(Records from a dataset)
--------------------
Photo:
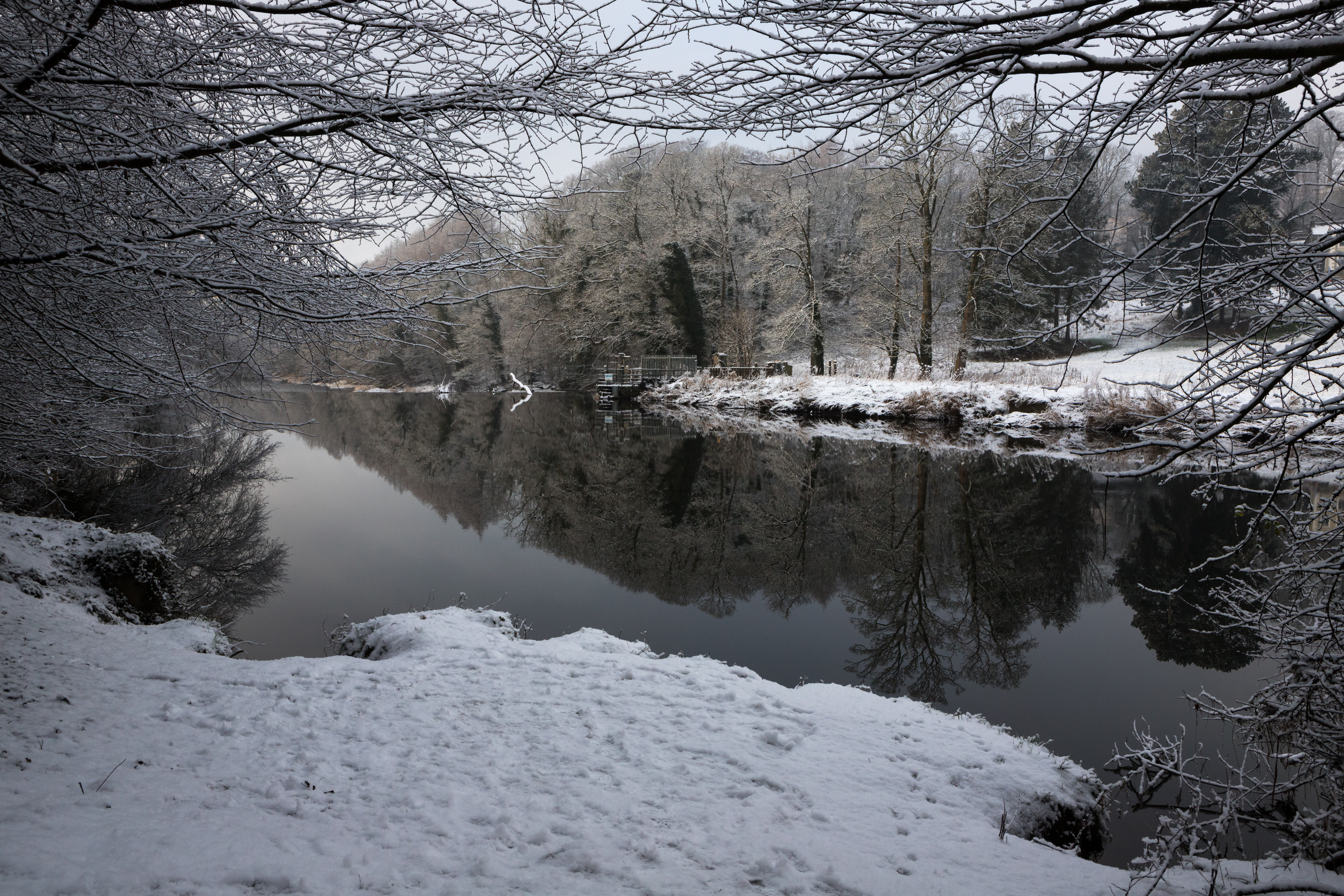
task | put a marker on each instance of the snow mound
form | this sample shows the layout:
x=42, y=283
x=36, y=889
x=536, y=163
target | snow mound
--------------------
* STATED TASK
Quote every line of the items above word for word, omitting the pictures.

* EXERCISE SOLUTION
Photo:
task | put a marker on each instance of the snow mound
form | this sample shows the layout:
x=42, y=283
x=36, y=889
x=536, y=163
target | snow mound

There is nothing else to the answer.